READING TEXT -
The black squares represent the average of the pairwise mean rates for each scenario and the rectangle represents the confidence limit defined by one time the standard deviation of the mean rates. The black horizontal line shows the upper limit of the neutral expectation range (0.01). A) Results for the 24 variables set. B) Results for the 19 variables set.
Table 1 presents the Mantel test results for the two variable sets. All correlations between geographic and morphological distances were highly significant. Although Mantel correlation tests considering D2 matrices tend to underestimate the permutation p-values , the very low p-values associated to our analyses favor the interpretation of significant correlation between the matrices. However, the correlation coefficients varied widely, indicating very different levels of support for each of the three models. As expected, the control model (linear distances) showed the lowest correlation coefficient. Furthermore, the removal of variables not associated with population history strengthened the correlations between geographic and morphological distances considerably, especially for Model 3 (bipartite Asian origin). By far the highest correlation coefficient obtained in both runs was for this model.
In order to test if Model 3 presents a better fit to the morphological distances than the other three models, Dow-Cheverud tests  were applied. Table 2 presents the results of these tests, comparing Model 3 against the other two models. As can be observed, when all 24 variables are taken into account, the bipartite origin of Native Americans cannot be considered a better prediction of the Mahalanobis distances than the other models (i.e. correlations are not significant, although approaching significance). However, when the same test is applied on the set of variables not correlated to climate adaptation, the bipartite origin is clearly a stronger scenario than the control and one-migration models, now showing significant correlations.
Our results confirm previous observations of large morphological differences between Paleoamericans and Amerindians. They demonstrate that both chronological and geographical models assuming independent origins for these two populations via Beringia fit these morphological differences considerably better than the alternative models. Under the assumption that morphological differentiation among modern humans during the Final Pleistocene and the Holocene was mainly a result of neutral microevolutionary processes –, the observed rates of morphological differentiation favor the idea that Early and Late American samples included in this study shared a last common ancestor outside the New World. At the same time, the geographic bipartite model resulted in a generally better fit to the morphological distances among groups. Removal of measurements under selection did not change the pattern of correlation, and in fact strengthened the bipartite model differentially over the other models. Indeed, differences in the obtained r values were significant when the models were compared using the Dow-Cheverud test, when selection was accounted for. However, the removal of variables did not change the results for the mean rates of morphological differentiation between the populations, as would be expected if diversifying selection were responsible for a disproportional increase in the between-group variance among the series.
Our results do not support the hypothesis that the morphological differences between Early and Late American groups are a result of in-situ neutral evolution. Rather they fit better a two wave dispersal model for the settlement of the New World. Our findings are at odds with the majority of molecular evidence on Native American origins – (although they agree with a recent study of rare mitochondrial haplogroups  which also favors two origins for Early Americans associated with distinct crossings from northeast Asia within a short period of time [17–15 kyr BP]) .

Records taken from a data source -

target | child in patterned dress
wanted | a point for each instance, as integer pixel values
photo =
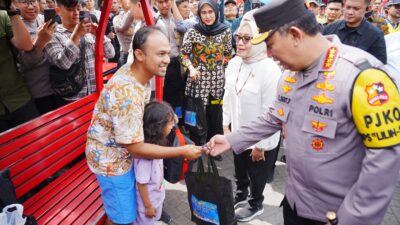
(158, 121)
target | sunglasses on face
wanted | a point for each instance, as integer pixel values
(245, 39)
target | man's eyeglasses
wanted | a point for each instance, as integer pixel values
(28, 2)
(245, 39)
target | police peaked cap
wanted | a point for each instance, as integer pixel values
(275, 14)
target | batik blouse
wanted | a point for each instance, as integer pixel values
(209, 55)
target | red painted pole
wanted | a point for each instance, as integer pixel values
(148, 16)
(99, 54)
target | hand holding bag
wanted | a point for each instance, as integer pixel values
(195, 116)
(210, 196)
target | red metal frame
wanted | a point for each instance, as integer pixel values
(148, 16)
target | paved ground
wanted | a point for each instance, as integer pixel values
(177, 206)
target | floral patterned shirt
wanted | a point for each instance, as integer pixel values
(117, 120)
(209, 55)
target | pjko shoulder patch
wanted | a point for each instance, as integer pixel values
(376, 108)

EXERCISE GOAL -
Retype the passage on early American morphology between "In order to" and "showing significant correlations.", inclusive. Work only from the passage on early American morphology.

ANSWER SECTION -
In order to test if Model 3 presents a better fit to the morphological distances than the other three models, Dow-Cheverud tests  were applied. Table 2 presents the results of these tests, comparing Model 3 against the other two models. As can be observed, when all 24 variables are taken into account, the bipartite origin of Native Americans cannot be considered a better prediction of the Mahalanobis distances than the other models (i.e. correlations are not significant, although approaching significance). However, when the same test is applied on the set of variables not correlated to climate adaptation, the bipartite origin is clearly a stronger scenario than the control and one-migration models, now showing significant correlations.